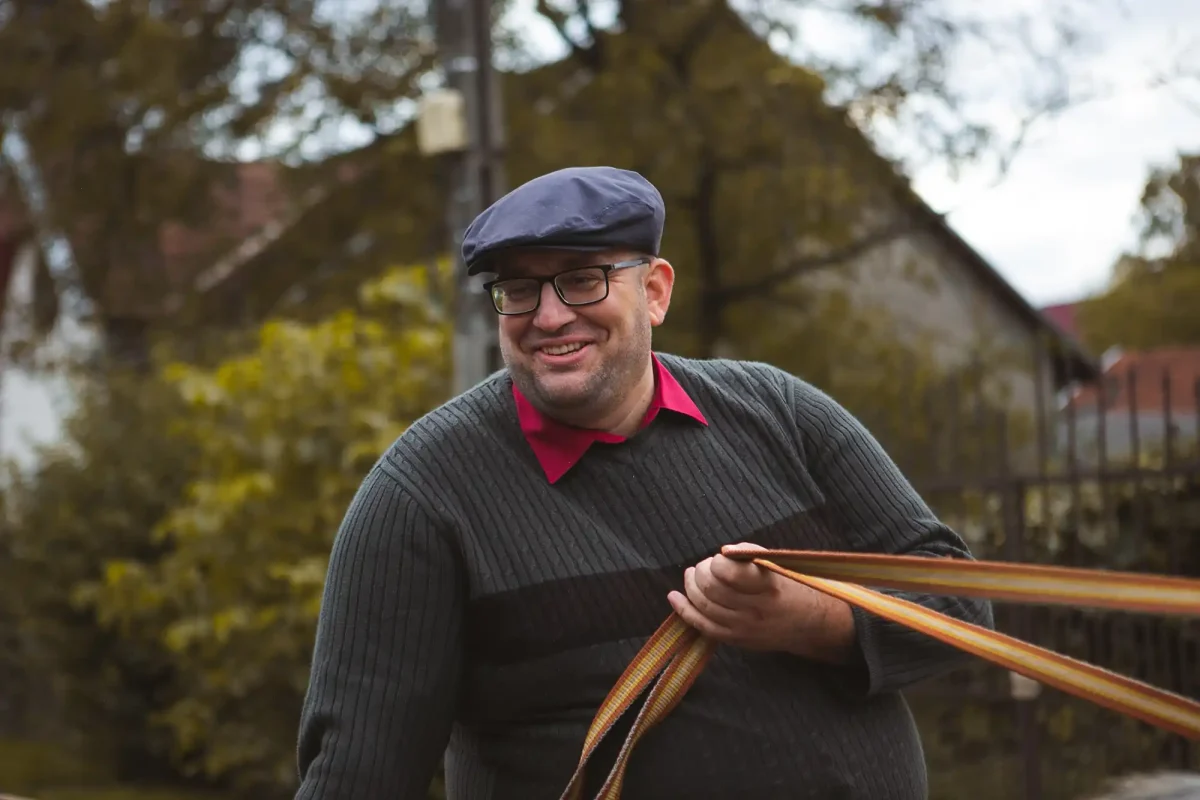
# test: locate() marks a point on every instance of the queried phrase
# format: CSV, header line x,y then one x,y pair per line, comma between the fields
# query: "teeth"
x,y
563,349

++++++

OBJECTIVE:
Retype the rows above character for character, omitting the pictures.

COMPLETE RESPONSE:
# test: locate() marks a point on every instance of the queried phrase
# format: CSV, header line x,y then one x,y pair per line, comma between the fields
# query: "teeth"
x,y
563,349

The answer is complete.